Image-grounded pointing data:

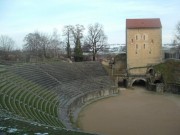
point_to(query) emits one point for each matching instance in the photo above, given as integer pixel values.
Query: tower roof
(143, 23)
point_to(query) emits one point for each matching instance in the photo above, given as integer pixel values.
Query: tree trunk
(94, 57)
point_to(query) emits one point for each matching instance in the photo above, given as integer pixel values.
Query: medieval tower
(144, 44)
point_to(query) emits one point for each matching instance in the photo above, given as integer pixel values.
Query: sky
(20, 17)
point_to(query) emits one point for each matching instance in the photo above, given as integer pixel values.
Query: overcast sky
(20, 17)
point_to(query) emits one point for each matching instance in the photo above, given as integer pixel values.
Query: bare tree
(37, 44)
(6, 43)
(77, 32)
(6, 46)
(96, 39)
(67, 31)
(177, 36)
(55, 44)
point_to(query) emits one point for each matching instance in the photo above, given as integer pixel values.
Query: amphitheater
(51, 94)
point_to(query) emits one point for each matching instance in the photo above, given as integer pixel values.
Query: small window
(150, 51)
(152, 41)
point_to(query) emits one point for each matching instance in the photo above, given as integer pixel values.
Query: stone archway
(138, 80)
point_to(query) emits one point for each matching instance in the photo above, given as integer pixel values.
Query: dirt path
(133, 112)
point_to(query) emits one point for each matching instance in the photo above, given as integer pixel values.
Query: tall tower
(144, 43)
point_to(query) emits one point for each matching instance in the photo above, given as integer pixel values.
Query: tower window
(136, 46)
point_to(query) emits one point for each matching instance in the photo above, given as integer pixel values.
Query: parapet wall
(69, 113)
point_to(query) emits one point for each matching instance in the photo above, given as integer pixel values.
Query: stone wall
(143, 47)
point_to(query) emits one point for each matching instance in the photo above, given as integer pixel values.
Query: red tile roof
(143, 23)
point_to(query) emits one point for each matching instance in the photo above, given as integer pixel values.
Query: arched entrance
(138, 82)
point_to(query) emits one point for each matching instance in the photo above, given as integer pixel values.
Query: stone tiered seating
(37, 91)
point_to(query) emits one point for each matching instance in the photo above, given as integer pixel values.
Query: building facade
(144, 44)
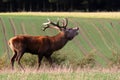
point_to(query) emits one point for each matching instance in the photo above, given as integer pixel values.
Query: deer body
(43, 46)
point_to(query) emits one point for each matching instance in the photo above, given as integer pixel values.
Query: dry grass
(112, 15)
(61, 74)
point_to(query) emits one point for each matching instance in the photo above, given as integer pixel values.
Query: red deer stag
(43, 46)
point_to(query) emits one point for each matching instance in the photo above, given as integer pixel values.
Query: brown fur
(39, 45)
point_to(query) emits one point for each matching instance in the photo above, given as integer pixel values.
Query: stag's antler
(55, 25)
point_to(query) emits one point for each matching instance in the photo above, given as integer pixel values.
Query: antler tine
(55, 25)
(46, 25)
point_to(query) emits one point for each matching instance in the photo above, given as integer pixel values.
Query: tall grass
(61, 74)
(111, 15)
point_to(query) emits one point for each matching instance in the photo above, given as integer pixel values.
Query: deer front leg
(13, 59)
(19, 56)
(50, 61)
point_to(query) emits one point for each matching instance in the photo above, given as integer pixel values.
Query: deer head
(69, 33)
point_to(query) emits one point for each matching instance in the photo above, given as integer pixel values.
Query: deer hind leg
(13, 59)
(50, 60)
(19, 56)
(39, 61)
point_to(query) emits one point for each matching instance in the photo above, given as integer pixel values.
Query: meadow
(98, 44)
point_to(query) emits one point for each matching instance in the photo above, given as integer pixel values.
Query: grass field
(99, 36)
(99, 33)
(61, 74)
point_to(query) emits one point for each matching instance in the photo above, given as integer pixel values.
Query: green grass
(97, 35)
(60, 74)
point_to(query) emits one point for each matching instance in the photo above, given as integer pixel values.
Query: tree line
(59, 5)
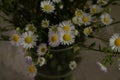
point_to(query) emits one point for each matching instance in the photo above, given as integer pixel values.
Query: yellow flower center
(66, 28)
(47, 7)
(87, 30)
(102, 1)
(78, 13)
(54, 38)
(85, 19)
(15, 37)
(67, 37)
(43, 49)
(31, 69)
(117, 42)
(94, 10)
(106, 20)
(28, 39)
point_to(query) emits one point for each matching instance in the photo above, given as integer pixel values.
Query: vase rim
(62, 49)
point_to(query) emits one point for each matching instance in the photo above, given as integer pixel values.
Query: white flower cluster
(63, 33)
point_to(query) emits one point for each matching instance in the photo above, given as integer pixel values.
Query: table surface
(12, 66)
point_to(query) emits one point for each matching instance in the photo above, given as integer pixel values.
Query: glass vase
(57, 66)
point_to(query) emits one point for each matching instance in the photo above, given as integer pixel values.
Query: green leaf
(92, 45)
(5, 37)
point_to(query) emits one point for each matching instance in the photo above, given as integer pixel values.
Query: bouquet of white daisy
(50, 31)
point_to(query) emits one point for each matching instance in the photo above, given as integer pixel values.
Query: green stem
(101, 39)
(91, 48)
(6, 19)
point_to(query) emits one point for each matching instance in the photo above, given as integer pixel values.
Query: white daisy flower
(15, 38)
(32, 71)
(30, 27)
(72, 65)
(42, 49)
(114, 42)
(87, 31)
(106, 19)
(28, 40)
(41, 61)
(56, 1)
(102, 2)
(67, 38)
(75, 20)
(45, 23)
(47, 6)
(54, 28)
(28, 59)
(79, 12)
(66, 26)
(102, 67)
(85, 19)
(54, 38)
(95, 9)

» Exercise directions: Output the entries above verbatim, with no picture included.

» Task solution:
point_to(query) emits one point for each matching instance in the photo above, given as integer pixel values.
Query: tower roof
(143, 23)
point_to(query) emits one point for each matching instance in the photo above, given as integer pixel values.
Query: tree trunk
(94, 57)
point_to(query) emits one point for each matching instance in the photo above, given as integer pixel values.
Query: medieval tower
(144, 44)
point_to(query) emits one point for each matching instance in the photo above, given as integer pixel values.
Query: sky
(20, 17)
point_to(query) emits one point for each matching instance in the photo above, given as integer pixel values.
Query: overcast sky
(20, 17)
point_to(query) emits one point for each matching instance in the photo above, given as integer pixel values.
Query: bare tree
(37, 44)
(6, 43)
(77, 32)
(6, 46)
(96, 39)
(67, 31)
(177, 36)
(55, 44)
point_to(query) emits one point for each matching instance in the photo above, given as integer pixel values.
Query: amphitheater
(51, 94)
point_to(query) emits one point for each matching instance in the photo above, given as integer pixel values.
Query: small window
(150, 51)
(152, 41)
point_to(query) emits one point for each matching instance in the photo above, given as integer pixel values.
Query: stone archway
(138, 80)
point_to(query) emits one point for each matching instance in the photo above, given as integer pixel values.
Query: dirt path
(133, 112)
point_to(query) emits one point for each matching instance in the photo above, given as integer pixel values.
Query: tall tower
(144, 43)
point_to(query) emits one point for each matching instance in the photo above, given as integer pixel values.
Query: tower window
(136, 46)
point_to(query) emits one point for each matching instance in the photo above, given as integer pixel values.
Query: parapet wall
(69, 113)
point_to(query) emits one point for each matching instance in the photo above, given as integer pixel values.
Query: stone wall
(143, 47)
point_to(query) emits one point for each matching instance in the photo above, given as integer pixel values.
Query: red tile roof
(143, 23)
point_to(query) emits one point for each matching instance in the photo above, given as integer pixel values.
Query: arched entrance
(138, 82)
point_to(query) emits one point for each matching instance in the photo above, given as integer pixel values.
Query: stone tiered seating
(37, 91)
point_to(query) emits one point for each matching instance in the photo above, given as integer pixel values.
Query: building facade
(144, 44)
point_to(query) emits one point for each matching instance in the photo above, given as integer pixel values.
Query: deer body
(43, 46)
point_to(query) emits one point for each matching instance in the photo above, given as integer pixel values.
Query: dry grass
(112, 15)
(61, 74)
point_to(query) emits one point for each matching instance in the photo above, given as integer pixel values.
Query: red deer stag
(43, 46)
point_to(query) emits one point for each matching instance in the photo above, given as integer pixel values.
Query: brown fur
(39, 45)
point_to(query) emits one point for each matching instance in the photo above, given as integer pixel values.
Query: stag's antler
(55, 25)
point_to(query) emits one point for each matching instance in the photo above, given as integer pixel values.
Query: antler tine
(55, 25)
(46, 25)
point_to(query) emits one point for each matching instance in the photo above, given as integer pixel values.
Query: tall grass
(61, 74)
(111, 15)
point_to(query) emits one point for each matching instance in the photo above, given as integer pixel values.
Query: deer front leg
(13, 59)
(19, 56)
(50, 61)
point_to(query) emits one point for each matching instance in the photo above, given as integer pixel values.
Query: deer head
(69, 33)
point_to(query) emits one point for each matching instance in the photo above, given as integer pixel values.
Query: deer hind leg
(13, 59)
(50, 60)
(19, 56)
(39, 61)
point_to(query) emits one point for each matching instance in the photo above, given as integer pixel values.
Query: meadow
(98, 44)
point_to(query) emits one point for each matching instance in the photo above, given as integer pixel values.
Query: grass field
(99, 36)
(99, 33)
(61, 74)
point_to(query) emits one point for each matching instance in the photo above, given as integer pixel values.
Query: green grass
(97, 35)
(60, 74)
point_to(query) emits one point for each matching instance in the photo above, given as integer pixel values.
Query: tree line
(59, 5)
point_to(query) emits one point for each matching instance in the photo above, given as integer pixel values.
Query: yellow flower center
(66, 28)
(47, 7)
(87, 30)
(102, 1)
(78, 13)
(54, 38)
(85, 19)
(15, 37)
(67, 37)
(43, 49)
(31, 69)
(117, 42)
(94, 10)
(106, 20)
(28, 39)
point_to(query) emits one point for each matching instance in the photo above, given as integer pixel values.
Query: vase rim
(62, 49)
point_to(query) emits one point for each matching instance in the photo above, given as integer pixel values.
Query: white flower cluster
(63, 33)
point_to(query) emits one point for each matching instance in the photo above, given as integer pixel values.
Query: table surface
(12, 66)
point_to(query) emits one point for each matching instance in the photo above, given as integer pixel values.
Query: glass vase
(57, 66)
point_to(query) emits one point for each matching instance in the photo above, given as integer pixel values.
Query: green leaf
(92, 45)
(5, 37)
point_to(query) emits one point for each matching instance in the photo above, given as integer pixel values.
Query: bouquet of white daisy
(50, 31)
point_to(query) emits one point for each matching instance in the photo above, given as integer pixel values.
Query: green stem
(101, 39)
(91, 48)
(6, 19)
point_to(query) emits one point for each matching instance in the photo above, given as integer pixel values.
Query: white daisy flower
(15, 38)
(32, 71)
(30, 27)
(72, 65)
(42, 49)
(114, 42)
(87, 31)
(106, 19)
(28, 40)
(41, 61)
(56, 1)
(102, 2)
(67, 38)
(75, 20)
(45, 23)
(47, 6)
(54, 28)
(28, 59)
(79, 12)
(66, 26)
(102, 67)
(85, 19)
(54, 38)
(95, 9)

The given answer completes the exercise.